- Task goal -
Can you rescale everything from the line containing "[locate] the ceiling" down to the line containing "x=316, y=361", both included, by writing those lines out again with each answer coordinate multiplied by 1.45 and rounded to a whole number, halves up? Keep the requests and their sample coordinates unchanged, and return only these lines.

- Material to process -
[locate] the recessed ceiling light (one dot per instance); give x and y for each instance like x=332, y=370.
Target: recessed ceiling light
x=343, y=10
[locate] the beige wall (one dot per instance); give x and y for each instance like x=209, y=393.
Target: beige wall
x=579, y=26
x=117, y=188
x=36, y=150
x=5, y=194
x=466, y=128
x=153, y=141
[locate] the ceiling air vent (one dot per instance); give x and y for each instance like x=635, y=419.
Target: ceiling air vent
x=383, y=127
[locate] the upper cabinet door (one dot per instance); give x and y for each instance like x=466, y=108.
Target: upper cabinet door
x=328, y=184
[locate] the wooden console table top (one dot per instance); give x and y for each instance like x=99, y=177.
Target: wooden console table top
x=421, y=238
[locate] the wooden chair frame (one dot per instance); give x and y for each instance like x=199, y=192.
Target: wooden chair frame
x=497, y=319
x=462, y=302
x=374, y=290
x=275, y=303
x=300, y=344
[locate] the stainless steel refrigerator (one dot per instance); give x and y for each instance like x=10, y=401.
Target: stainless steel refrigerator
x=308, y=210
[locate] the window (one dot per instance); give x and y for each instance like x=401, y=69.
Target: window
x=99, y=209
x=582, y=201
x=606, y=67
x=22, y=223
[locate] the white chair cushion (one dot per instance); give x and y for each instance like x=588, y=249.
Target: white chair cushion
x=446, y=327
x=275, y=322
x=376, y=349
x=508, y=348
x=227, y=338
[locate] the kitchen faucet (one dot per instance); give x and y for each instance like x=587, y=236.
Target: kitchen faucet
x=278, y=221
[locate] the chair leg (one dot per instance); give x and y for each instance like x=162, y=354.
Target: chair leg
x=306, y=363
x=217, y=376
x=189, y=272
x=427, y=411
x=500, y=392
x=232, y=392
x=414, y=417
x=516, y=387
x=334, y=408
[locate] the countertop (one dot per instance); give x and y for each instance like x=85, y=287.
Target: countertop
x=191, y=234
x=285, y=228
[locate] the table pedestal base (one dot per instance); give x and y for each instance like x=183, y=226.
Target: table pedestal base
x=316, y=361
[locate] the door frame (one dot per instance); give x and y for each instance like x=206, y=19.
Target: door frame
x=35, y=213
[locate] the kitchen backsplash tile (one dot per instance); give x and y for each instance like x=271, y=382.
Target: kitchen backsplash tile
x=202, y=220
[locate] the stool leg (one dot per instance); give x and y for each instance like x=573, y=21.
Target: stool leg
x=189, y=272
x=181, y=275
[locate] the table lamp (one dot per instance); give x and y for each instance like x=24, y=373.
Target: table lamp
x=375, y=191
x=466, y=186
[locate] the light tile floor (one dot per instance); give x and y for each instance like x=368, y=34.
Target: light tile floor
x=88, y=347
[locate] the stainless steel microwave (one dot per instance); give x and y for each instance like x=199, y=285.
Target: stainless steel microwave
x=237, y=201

- Result -
[locate] the ceiling air vent (one dot per instance); give x and y for each instance like x=635, y=419.
Target: ceiling air vent
x=555, y=184
[locate] the upper cabinet door (one dot per instance); give x and y for each instance like x=466, y=108.
Target: upper cabinet door
x=476, y=267
[locate] the wooden console table top (one dot per instance); give x and y for each instance like x=99, y=177.
Target: wooden console table top
x=610, y=345
[locate] the wooden chair frame (one dot per instance); give x and y for each instance like x=199, y=192.
Target: wooden chair frame
x=721, y=463
x=670, y=438
x=542, y=421
x=399, y=439
x=435, y=499
[locate] the stainless steel refrigerator (one dot per instance); give x and y for each instance like x=10, y=401.
Target: stainless steel refrigerator
x=447, y=305
[locate] the window (one dot per instance); give x and y for each instance like x=401, y=69.
Target: window
x=144, y=303
x=844, y=291
x=879, y=97
x=32, y=323
[locate] the white chair cushion (one dot per instance); give x and y for each instance like x=588, y=249.
Target: white chair cushion
x=647, y=474
x=399, y=467
x=545, y=506
x=737, y=505
x=329, y=490
[locate] the kitchen faucet (one dot per instance); give x and y for each instance like x=587, y=236.
Target: kitchen faucet
x=403, y=320
[locate] the chair leg (one dot per instance); give x and y for each instance like x=162, y=354.
Target: chair leg
x=444, y=526
x=315, y=545
x=274, y=394
x=619, y=596
x=725, y=568
x=336, y=568
x=600, y=605
x=748, y=561
x=484, y=592
[locate] the countertop (one dot per instance); give x and y for each instance like x=85, y=287.
Target: countertop
x=277, y=339
x=413, y=331
[locate] the table pedestal base (one dot per instance); give x and y for each instance like x=183, y=226.
Target: table pedestal base
x=458, y=523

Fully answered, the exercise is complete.